Фрагмент текста
◇ ◇ ◇ ◇ ◇ ◇ ◇

Кстати, стихи Володе посвящали разные поэты, в том числе Булат Окуджава, Римма Казакова, Галина Нерпина, Дмитрий Сухарев. Есть стихи, посвященные Володе, и у Евгения Евтушенко, по-моему, там дается портрет поэта вообще, и вместе с тем этот портрет очень схож с Володей. Может быть, они будут вам небезынтересны. Приведу несколько строф из них:

Предощущение стиха

у настоящего поэта

есть ощущение греха,

что совершен когда-то, где-то…

Пусть совершен тот грех не им —

себя считает он повинным,

настолько с племенем земным

он связан чувством пуповины.

……………………………………

И жизнь ему своя страшна —

она грешным-грешна подавно.

Любая женщина — вина,

дар без возможности отдарка.

Поэтом вечно движет стыд,

его кидая в необъятность,

и он костьми мосты мостит,

оплачивая неоплатность.

— Вы стали публикатором подборок стихов В. Корнилова в «Дружбе народов»: «Что отвечу в смертный час?» (2002, № 6), «Запах духов (Давняя история)» (2004, № 1), «Песня и стих» (2006, № 6), а также эссе и стихов «Поэзия — предмет капризный…» в «Вопросах литературы» (2003, № 2). Вашими трудами в 2004 году (издательский дом «Хроникер») вышло Собрание сочинений в двух томах, подготовленное самим поэтом незадолго до смерти. Что-то осталось в столе?

◇ ◇ ◇ ◇ ◇ ◇ ◇

Задание
Продолжите интервью о поэте В. Корнилове, начав сразу после последнего вопроса.

◇ ◇ ◇ ◇ ◇ ◇ ◇

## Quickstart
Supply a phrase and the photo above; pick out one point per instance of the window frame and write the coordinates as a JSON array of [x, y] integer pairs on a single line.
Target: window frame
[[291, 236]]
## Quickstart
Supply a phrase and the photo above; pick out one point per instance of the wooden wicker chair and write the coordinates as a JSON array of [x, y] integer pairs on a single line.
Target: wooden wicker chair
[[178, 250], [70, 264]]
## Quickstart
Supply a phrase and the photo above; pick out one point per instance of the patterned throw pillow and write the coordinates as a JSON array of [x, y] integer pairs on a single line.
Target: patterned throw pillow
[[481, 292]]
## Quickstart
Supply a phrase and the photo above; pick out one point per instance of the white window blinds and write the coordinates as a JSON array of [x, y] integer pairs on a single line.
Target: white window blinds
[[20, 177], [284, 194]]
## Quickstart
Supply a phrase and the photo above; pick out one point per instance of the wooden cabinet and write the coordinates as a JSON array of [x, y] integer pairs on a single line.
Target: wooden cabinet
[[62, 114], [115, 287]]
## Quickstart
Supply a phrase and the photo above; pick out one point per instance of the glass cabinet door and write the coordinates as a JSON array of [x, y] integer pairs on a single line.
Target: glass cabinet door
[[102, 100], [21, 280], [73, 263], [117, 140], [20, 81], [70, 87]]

◇ ◇ ◇ ◇ ◇ ◇ ◇

Ответ ниже
— Прежде всего должна сказать о том, что выход этого двухтомника — отнюдь не моя заслуга. Идея издать сочинения Корнилова принадлежит главному в то время редактору издательства «Хроникер» Борису Тимофеевичу Евсееву. Он же, преодолев немало трудностей, ее реализовал. И я ему за это бесконечно благодарна.

В последние годы жизни Володя много печатался, и мне кажется, что главное опубликовано. Первыми составителями посмертных подборок Володиных стихов кроме меня были Дмитрий Сухарев и Галина Нерпина.

Осталось ли что-то в столе? Да, остались и стихи, и проза. Но каждый раз, когда ко мне обращаются с просьбой предоставить что-то для публикации, я испытываю сложное чувство. С одной стороны, я, естественно, благодарна за внимание к его стихам и память о нем, с другой — понимаю, что при отборе материала для публикации необходима сдержанность. Нередко родственники умерших поэтов публикуют все подряд: их юношеские, школьные, только что не детсадовские стихи. Не думаю, чтобы такие подборки радовали читателя или пробуждали интерес к поэту.

Если бы планировалось — на что я не надеюсь — академическое издание Корнилова, то, наверное, имело бы смысл опубликовать и какие-то ранние и начатые стихи, и стихотворные поздравления, и всякое такое, что он сам не считал нужным включать в свои сборники. А огромный отдельный том, в котором важные и существенные для поэта стихи теряются среди второ- и третьестепенных, мне кажется, расхолаживает читателя.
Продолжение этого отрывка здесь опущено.